**Supplied passage:**
━━━━
Examination of Witnesses (Questions 380
- 399)
WEDNESDAY 29 APRIL 2009
JOHN CROMPTON,
JOHN HARRIS,
MIKE HARRIS
AND ANDREW
RAMSAY
Q380 Dr Iddon: We have heard quite
strong views while we have been hearing this inquiry that the
degree classification is probably out of dateJohn Crompton
was hinting at this a moment agoand that really we ought
to have a complete academic record and, perhaps more than just
the academic record, as you have been saying, the more rounded
education should be included: Did the guy row? Did the guy play
for the rugby team? and so on and so forth. So that, instead of
just looking at the degree classification, we should have a completed
form with all this evidence on, for employers to be able to employ
the right people. What is your view on that? Should we abandon
the degree classification and replace it with a diploma and lots
more information?
Mr Ramsay: We go along with the
Burgess Report, which is to say that the Higher Education Achievement
Record would be more useful for employers and people who are selecting
graduates if they need to drill down and find the particular skills
and abilities of the graduate, but, as a broad rule of thumb,
most employers still use the classification system to decide between
different potential employees. I think the issue really is that
it is unwise to move too fast in these sorts of areas. The Members
of this Committee will be very familiar with the issues involved
in Burgess and the whole situation with regard to the university
system, but for a lot of employers, particularly SMEs, it takes
a very long time for them to catch up with changes to education.
━━━━
**Task requirements:**
(a) Write out the part of the hearing transcript that begins at the words "Mr Ramsay: We" and stops after "changes to education.".
(b) According to Mr Ramsay in the hearing transcript, what do most employers still use to decide between different potential employees?
The listing isn't needed for this work.

**Supplied material:**
━━━━
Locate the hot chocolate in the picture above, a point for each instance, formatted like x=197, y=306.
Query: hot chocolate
━━━━
**Solutions per task:**
(a)
Mr Ramsay: We go along with the
Burgess Report, which is to say that the Higher Education Achievement
Record would be more useful for employers and people who are selecting
graduates if they need to drill down and find the particular skills
and abilities of the graduate, but, as a broad rule of thumb,
most employers still use the classification system to decide between
different potential employees. I think the issue really is that
it is unwise to move too fast in these sorts of areas. The Members
of this Committee will be very familiar with the issues involved
in Burgess and the whole situation with regard to the university
system, but for a lot of employers, particularly SMEs, it takes
a very long time for them to catch up with changes to education.

(b) The classification system.